→ EXERCISE OBJECTIVE: Nothing but the images should be left out when the entries are restated word for word.
Top of SUPPLIED INFORMATION
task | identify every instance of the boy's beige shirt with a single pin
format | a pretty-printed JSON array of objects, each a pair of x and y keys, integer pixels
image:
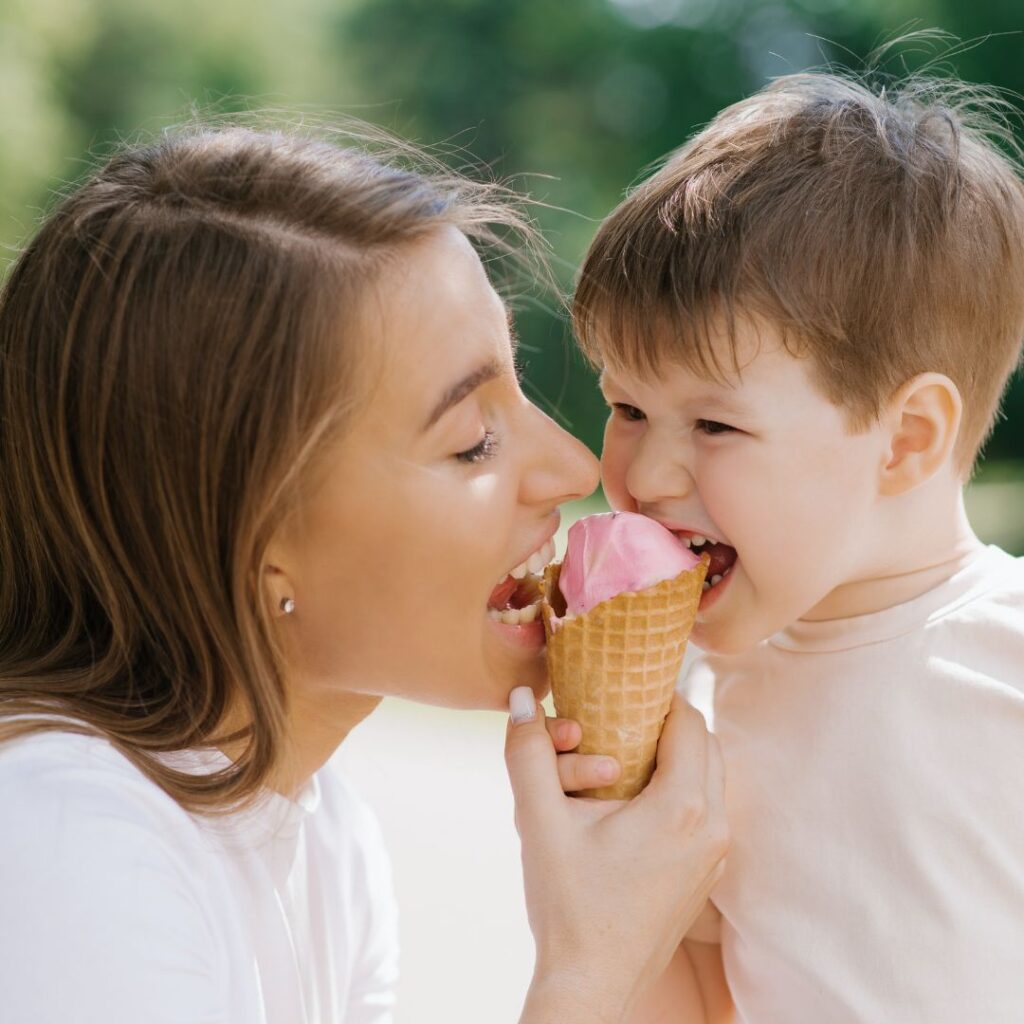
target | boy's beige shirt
[{"x": 876, "y": 795}]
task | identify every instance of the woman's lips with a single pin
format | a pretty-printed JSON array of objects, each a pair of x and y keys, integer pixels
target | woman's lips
[{"x": 527, "y": 635}]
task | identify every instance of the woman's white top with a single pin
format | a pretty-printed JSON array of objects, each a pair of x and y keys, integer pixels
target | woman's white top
[{"x": 117, "y": 905}]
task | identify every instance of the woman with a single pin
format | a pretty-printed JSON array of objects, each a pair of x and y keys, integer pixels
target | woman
[{"x": 265, "y": 459}]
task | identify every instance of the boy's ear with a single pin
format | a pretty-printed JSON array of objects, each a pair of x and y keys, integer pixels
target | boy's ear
[{"x": 924, "y": 417}]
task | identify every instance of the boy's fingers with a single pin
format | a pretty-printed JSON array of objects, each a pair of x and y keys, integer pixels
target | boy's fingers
[
  {"x": 565, "y": 733},
  {"x": 587, "y": 771},
  {"x": 682, "y": 754},
  {"x": 531, "y": 762}
]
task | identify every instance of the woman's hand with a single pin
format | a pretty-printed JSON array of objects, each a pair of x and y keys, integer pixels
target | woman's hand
[
  {"x": 611, "y": 887},
  {"x": 579, "y": 771}
]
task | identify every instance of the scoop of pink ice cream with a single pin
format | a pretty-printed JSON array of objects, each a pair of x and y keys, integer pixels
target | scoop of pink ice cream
[{"x": 614, "y": 552}]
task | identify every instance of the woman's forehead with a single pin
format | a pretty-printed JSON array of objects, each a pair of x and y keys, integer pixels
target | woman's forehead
[{"x": 435, "y": 322}]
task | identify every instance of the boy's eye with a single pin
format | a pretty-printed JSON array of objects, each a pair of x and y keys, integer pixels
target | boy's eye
[
  {"x": 478, "y": 453},
  {"x": 628, "y": 412},
  {"x": 713, "y": 427}
]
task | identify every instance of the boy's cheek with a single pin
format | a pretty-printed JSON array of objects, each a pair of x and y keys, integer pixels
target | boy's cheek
[{"x": 613, "y": 469}]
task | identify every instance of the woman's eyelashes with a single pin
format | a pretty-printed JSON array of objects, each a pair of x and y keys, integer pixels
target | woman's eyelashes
[
  {"x": 634, "y": 415},
  {"x": 487, "y": 449}
]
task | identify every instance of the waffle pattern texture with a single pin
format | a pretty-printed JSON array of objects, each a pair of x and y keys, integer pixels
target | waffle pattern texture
[{"x": 614, "y": 669}]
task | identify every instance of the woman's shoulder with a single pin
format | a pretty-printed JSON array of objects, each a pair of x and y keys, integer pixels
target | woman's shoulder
[
  {"x": 104, "y": 886},
  {"x": 65, "y": 796}
]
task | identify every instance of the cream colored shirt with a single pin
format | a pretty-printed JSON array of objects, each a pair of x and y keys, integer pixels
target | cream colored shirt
[{"x": 875, "y": 776}]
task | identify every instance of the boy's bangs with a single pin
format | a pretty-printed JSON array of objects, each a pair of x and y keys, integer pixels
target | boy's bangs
[{"x": 641, "y": 338}]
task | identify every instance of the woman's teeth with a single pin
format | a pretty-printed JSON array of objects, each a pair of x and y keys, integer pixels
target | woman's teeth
[
  {"x": 535, "y": 562},
  {"x": 716, "y": 580},
  {"x": 515, "y": 616},
  {"x": 696, "y": 542}
]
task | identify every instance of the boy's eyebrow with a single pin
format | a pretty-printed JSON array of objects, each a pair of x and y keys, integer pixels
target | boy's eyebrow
[{"x": 723, "y": 402}]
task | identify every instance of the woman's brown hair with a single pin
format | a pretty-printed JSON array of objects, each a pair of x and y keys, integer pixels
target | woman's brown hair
[{"x": 175, "y": 348}]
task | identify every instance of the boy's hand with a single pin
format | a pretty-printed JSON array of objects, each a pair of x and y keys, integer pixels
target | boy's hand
[
  {"x": 611, "y": 887},
  {"x": 579, "y": 771}
]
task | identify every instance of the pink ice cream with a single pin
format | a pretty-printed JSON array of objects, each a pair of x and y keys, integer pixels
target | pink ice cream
[{"x": 614, "y": 552}]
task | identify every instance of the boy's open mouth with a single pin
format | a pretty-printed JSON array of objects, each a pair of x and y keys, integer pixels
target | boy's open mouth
[
  {"x": 722, "y": 556},
  {"x": 516, "y": 599}
]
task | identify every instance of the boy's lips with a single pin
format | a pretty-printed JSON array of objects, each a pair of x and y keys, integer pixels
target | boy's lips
[{"x": 723, "y": 556}]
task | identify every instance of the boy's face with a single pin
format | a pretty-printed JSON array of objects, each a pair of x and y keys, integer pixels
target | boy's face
[{"x": 765, "y": 465}]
Bottom of SUPPLIED INFORMATION
→ ANSWER SPACE:
task | identify every instance of the boy's beige shirt with a single pin
format | a pretty-printed JSON array of objects, each a pair of x and y keys, integer pixels
image:
target | boy's beige shirt
[{"x": 876, "y": 795}]
task | identify every instance of the woman's lips with a single pin
format | a pretty-printed JSON array of objects, each a pair of x and y keys, integer pixels
target | woman's lips
[{"x": 527, "y": 635}]
task | identify every instance of the woman's white top with a single pin
format | a pretty-printed JSON array of objects, each a pair of x and y keys, integer pixels
target | woman's white top
[{"x": 117, "y": 905}]
task | identify every instance of the woman with a single pin
format | a pretty-printed JSON array of objects, each a pair of x and y keys, integer pixels
target | woman
[{"x": 265, "y": 459}]
task | identify every instance of the boy's ear with a single pin
format | a pretty-printed JSON array of objects, each a pair of x and y keys, integer pixels
target | boy's ear
[{"x": 924, "y": 417}]
task | identify every instance of the boy's fingers with a single pin
format | a pretty-printed JSON array of objects, each a pair of x and y keys, integer pixels
target | boy's fingers
[
  {"x": 565, "y": 733},
  {"x": 587, "y": 771},
  {"x": 682, "y": 754},
  {"x": 531, "y": 762}
]
task | identify every instance of the woman's hand with a single pin
format | a pretty-printed JSON array of objects, each a pair of x and y keys, integer pixels
target | woman's hand
[
  {"x": 611, "y": 887},
  {"x": 579, "y": 771}
]
task | identify every instance of the scoop of pink ice cream with a single pin
format | a pretty-printed JSON array of objects, each a pair of x and y keys, integer pixels
target | scoop of pink ice cream
[{"x": 614, "y": 552}]
task | identify every instance of the woman's forehead with a single pin
format | a pretty-printed JSON array of objects, each a pair of x and y keys, integer pixels
target | woman's forehead
[{"x": 435, "y": 322}]
task | identify every instance of the boy's eye with a single pin
format | a pretty-printed JSON array of objects, each a pair of x and y keys, integer pixels
target | boy's eye
[
  {"x": 478, "y": 453},
  {"x": 628, "y": 412},
  {"x": 713, "y": 427}
]
task | identify every instance of the boy's cheek with a single pin
format | a pretty-printed JSON array of objects, each a pair of x and y keys, integer pixels
target | boy's cheek
[{"x": 613, "y": 469}]
task | identify every instance of the woman's eyelashes with a single pin
format | a pretty-printed JSON array of objects, each a pair of x and y keys, integer pixels
target | woman's eyelashes
[
  {"x": 634, "y": 415},
  {"x": 487, "y": 449}
]
task | identify every instance of the waffle pattern texture with a single pin
format | a pretty-printed JSON array of objects, each a pair of x and y keys, integer pixels
target | waffle pattern texture
[{"x": 614, "y": 669}]
task | identify every instance of the woman's shoulder with a single pin
format | a pretty-printed JSON array of objects, each a pair of x and y keys, integer pixels
target | woman's shoulder
[
  {"x": 104, "y": 886},
  {"x": 65, "y": 796}
]
task | identify every instance of the cream colored shirt with a single pin
format | a pretty-printed JSON array of objects, each a pair of x and y keys, integer pixels
target | cream colored shirt
[{"x": 875, "y": 776}]
task | identify every instance of the boy's bangs with a single pin
format | a pretty-printed JSON array of objects, each a pair of x and y keys, integer pixels
target | boy's bangs
[{"x": 641, "y": 338}]
task | identify every instance of the woman's teeth with a single pin
format | a pretty-printed JSON array of objects, each a pair of x and y keys, integer pixels
target | woman's teeth
[
  {"x": 535, "y": 562},
  {"x": 716, "y": 580},
  {"x": 515, "y": 616},
  {"x": 696, "y": 542}
]
task | identify every instance of the boy's eyebrow with a single pin
format | a pretty-printed JSON array of objects, each a pair of x and y keys, integer pixels
target | boy's eyebrow
[{"x": 723, "y": 402}]
task | identify every instance of the woman's brown hair with a single pin
format | a pretty-printed JSON array of objects, each a pair of x and y keys, integer pixels
target | woman's brown hair
[{"x": 175, "y": 348}]
task | identify every instance of the boy's hand with a single pin
format | a pretty-printed JSON array of objects, each a pair of x and y keys, integer pixels
target | boy's hand
[
  {"x": 611, "y": 887},
  {"x": 579, "y": 771}
]
task | identify every instance of the pink ice cream with a single pin
format | a pretty-printed JSON array of objects, each a pair of x and y keys, integer pixels
target | pink ice cream
[{"x": 614, "y": 552}]
task | identify every instance of the boy's open mouth with a single pin
format | a pretty-printed JSON array of objects, each a pair of x and y keys, integer pixels
target | boy's open mouth
[
  {"x": 722, "y": 556},
  {"x": 516, "y": 599}
]
task | identify every instance of the boy's lips with a single pin
format | a pretty-printed JSON array of objects, each a pair of x and y keys, integer pixels
target | boy's lips
[{"x": 723, "y": 556}]
task | identify every instance of the boy's face with a single pin
format | a pretty-printed JSON array of objects, each a pair of x and y keys, integer pixels
target | boy's face
[{"x": 765, "y": 465}]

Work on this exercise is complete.